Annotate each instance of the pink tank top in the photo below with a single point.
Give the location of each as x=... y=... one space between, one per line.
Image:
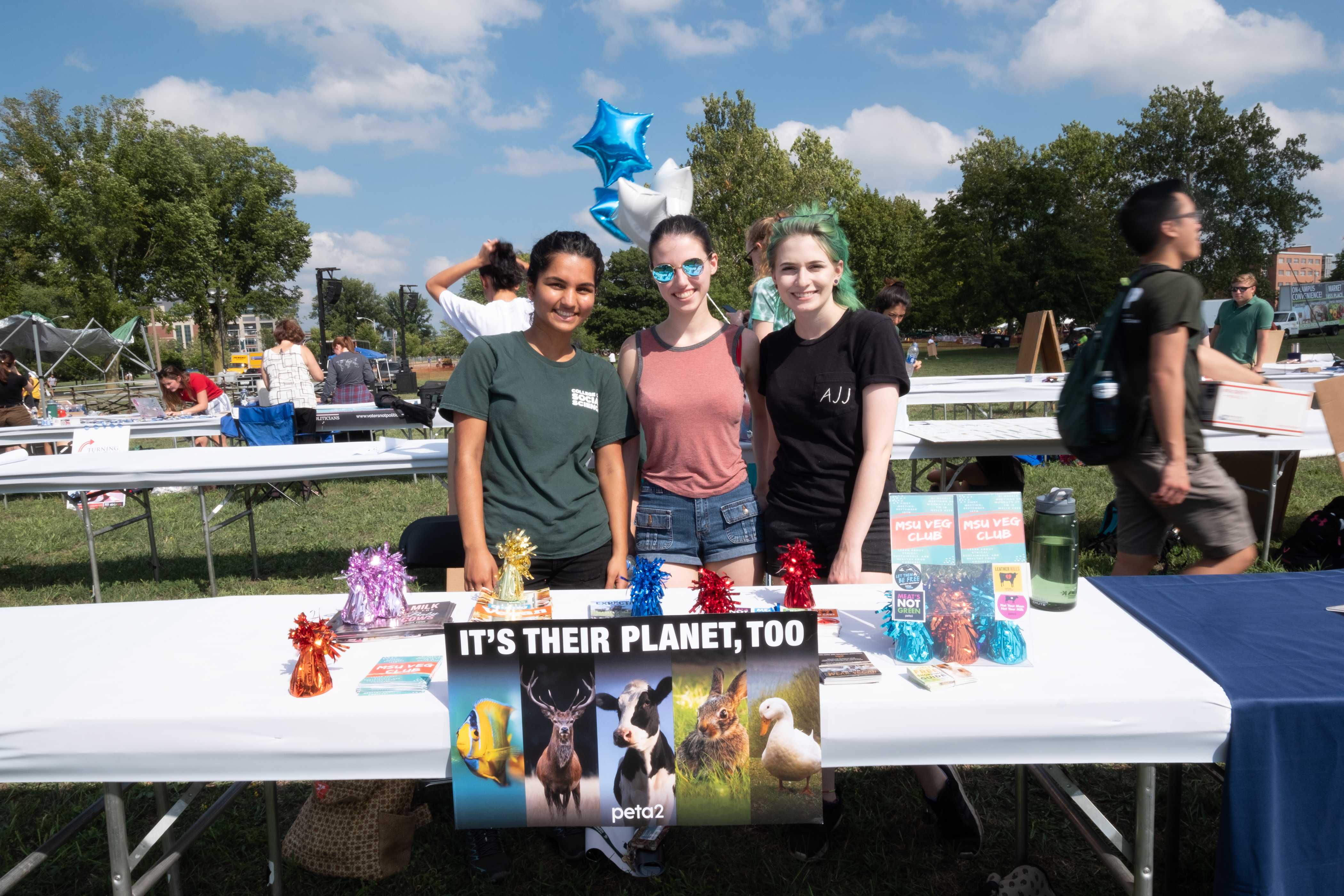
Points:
x=690 y=405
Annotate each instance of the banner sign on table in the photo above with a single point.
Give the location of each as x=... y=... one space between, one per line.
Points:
x=963 y=583
x=628 y=723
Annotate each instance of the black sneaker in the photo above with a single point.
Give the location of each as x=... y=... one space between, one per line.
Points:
x=486 y=856
x=810 y=843
x=955 y=816
x=570 y=841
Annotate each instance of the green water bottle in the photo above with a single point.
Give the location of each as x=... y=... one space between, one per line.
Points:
x=1054 y=553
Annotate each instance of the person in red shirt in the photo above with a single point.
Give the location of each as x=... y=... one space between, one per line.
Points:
x=194 y=394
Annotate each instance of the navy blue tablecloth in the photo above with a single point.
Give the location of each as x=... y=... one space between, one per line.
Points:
x=1280 y=656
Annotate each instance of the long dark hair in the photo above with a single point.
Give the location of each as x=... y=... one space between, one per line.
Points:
x=564 y=242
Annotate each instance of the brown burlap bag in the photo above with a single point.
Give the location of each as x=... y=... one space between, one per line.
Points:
x=355 y=828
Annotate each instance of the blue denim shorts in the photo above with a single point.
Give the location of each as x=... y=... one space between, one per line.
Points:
x=697 y=531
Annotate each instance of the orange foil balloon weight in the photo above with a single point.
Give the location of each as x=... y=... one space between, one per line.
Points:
x=315 y=643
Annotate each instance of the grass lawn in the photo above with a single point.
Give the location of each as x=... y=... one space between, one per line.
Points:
x=881 y=848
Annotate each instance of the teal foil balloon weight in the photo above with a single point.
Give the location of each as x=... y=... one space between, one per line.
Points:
x=604 y=212
x=616 y=143
x=1003 y=643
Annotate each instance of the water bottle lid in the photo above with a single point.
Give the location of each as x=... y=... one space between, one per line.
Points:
x=1058 y=501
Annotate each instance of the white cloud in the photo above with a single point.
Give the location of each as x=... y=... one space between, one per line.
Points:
x=76 y=61
x=896 y=150
x=718 y=39
x=535 y=163
x=361 y=91
x=1138 y=45
x=324 y=182
x=1324 y=130
x=789 y=19
x=361 y=254
x=603 y=88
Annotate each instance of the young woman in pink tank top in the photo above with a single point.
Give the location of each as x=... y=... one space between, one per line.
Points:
x=693 y=504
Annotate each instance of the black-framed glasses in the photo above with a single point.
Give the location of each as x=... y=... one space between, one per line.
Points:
x=693 y=268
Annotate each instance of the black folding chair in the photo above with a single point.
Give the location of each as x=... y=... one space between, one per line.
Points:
x=436 y=542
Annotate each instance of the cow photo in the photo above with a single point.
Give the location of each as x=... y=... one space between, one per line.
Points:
x=635 y=741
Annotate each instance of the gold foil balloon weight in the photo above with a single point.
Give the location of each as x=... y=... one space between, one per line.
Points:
x=515 y=566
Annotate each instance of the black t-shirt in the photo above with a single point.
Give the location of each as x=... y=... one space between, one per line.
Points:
x=1163 y=300
x=814 y=391
x=11 y=391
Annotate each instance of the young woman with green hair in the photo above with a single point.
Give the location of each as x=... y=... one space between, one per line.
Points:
x=832 y=382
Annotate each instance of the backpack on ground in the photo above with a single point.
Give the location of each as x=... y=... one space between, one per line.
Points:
x=1319 y=543
x=1105 y=351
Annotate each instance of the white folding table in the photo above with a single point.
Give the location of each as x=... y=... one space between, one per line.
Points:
x=1101 y=688
x=241 y=468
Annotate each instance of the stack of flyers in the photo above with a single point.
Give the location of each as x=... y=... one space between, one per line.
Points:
x=847 y=668
x=535 y=605
x=941 y=675
x=398 y=675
= = =
## Your goal:
The copy you produce must repeat all the entries exactly and contain no pictures.

## Answer for this exercise:
Annotate each instance of the pink tank top in the photo below with a single point.
Give the location of each as x=... y=... one space between, one per line.
Image:
Points:
x=690 y=405
Annotate each instance of the banner sign on table in the photo above with a single point.
Give the location of each as x=... y=... one space between, one per line.
Points:
x=963 y=583
x=628 y=723
Annotate each instance of the black sneaker in the photo above with a single point.
Give the location of each as x=... y=... one space between, one per line.
Points:
x=486 y=856
x=810 y=843
x=955 y=816
x=570 y=841
Annotate each instance of the green water bottle in the photo above with a single point.
Give the location of each as x=... y=... one space between, one per line.
Points:
x=1054 y=553
Annotate each instance of the person in red shirt in the photo above with a single point.
Give the location of each as x=... y=... one space between, one per line.
Points:
x=194 y=394
Annotate each instance of the navy blue tablecloth in the photo above with a single point.
Give the location of each as x=... y=... one space between, one per line.
Points:
x=1280 y=656
Annotate each instance of the long dark hair in the photo above with a single point.
Give the location of each as x=... y=... one space between, one per line.
Points:
x=564 y=242
Annotate each instance of the brown burlap bag in the photo above with a single point.
Give the location of each as x=... y=... one space between, one per line.
Points:
x=355 y=828
Annotate each instance of the blue denim shorts in the photo above with a single point.
Give the location of each as x=... y=... one space between, one per line.
Points:
x=697 y=531
Annotate each instance of the orange foil balloon weight in the photo above with a single point.
Give the location of each as x=... y=... one space between, one per line.
Points:
x=315 y=643
Annotate each instance of the grass lawn in the photo above with a single point.
Give the location of each as x=... y=... one space between, one per line.
Points:
x=881 y=848
Annotate each instance of the teal foil balloon weight in the photo above with a single point.
Give the location of each as x=... y=... one space between, one per line.
Points:
x=604 y=212
x=616 y=143
x=1003 y=643
Annotate each instance of the water bottle lid in the photo above with a single point.
Give the location of each as x=... y=... one space between, one per line.
Points:
x=1058 y=501
Annotate each instance of the white cloud in the photo above with a single point.
Give the location of each as x=... y=... one space between, one per line.
Points:
x=76 y=61
x=896 y=150
x=718 y=39
x=535 y=163
x=361 y=91
x=1138 y=45
x=324 y=182
x=1324 y=130
x=789 y=19
x=361 y=254
x=603 y=88
Annotate each instance of the young woman in pink tank top in the photo above with a single point.
Give the location of each as x=... y=... one space between, one per line.
Points:
x=693 y=504
Annotate each instance of the black-framed glasses in the photo above with a single point.
Give the location of each as x=... y=... one space between, one per line.
Points:
x=693 y=268
Annotate each instance of the black folding chair in the photo above with a single point.
Give the location of each as x=... y=... one space between, one per line.
Points:
x=436 y=542
Annotate each instance of the cow photo in the photo above with a single point.
Give the location of each as x=... y=... one space between, one per line.
Points:
x=635 y=741
Annotate each instance of the gold foil balloon weight in the photo above with a single point.
Give the location of each as x=... y=... one space between, one per line.
Points:
x=515 y=566
Annotate each instance of the black t-shirt in the photo above with a single point.
Give the location of each as x=... y=... one space between, one per line.
Points:
x=1163 y=300
x=814 y=391
x=11 y=391
Annotate each instance of the young woman with green hair in the photo above with a single point.
Give the location of each as x=... y=... one space between, one per line.
Points:
x=832 y=382
Annotate each instance of the backpack on ground in the photo above with a single point.
Give the location of each as x=... y=... one space between, one per line.
Points:
x=1319 y=543
x=1105 y=351
Annotate each instance of the white folding table in the photo above with a single point.
Give the location of each as x=... y=... one space between, one per line.
Points:
x=1101 y=688
x=241 y=468
Annotate each instance of the stack of flyers in the photo above with a single point.
Give the location of each as x=... y=... one space between, one per line.
Points:
x=847 y=668
x=535 y=605
x=941 y=675
x=398 y=675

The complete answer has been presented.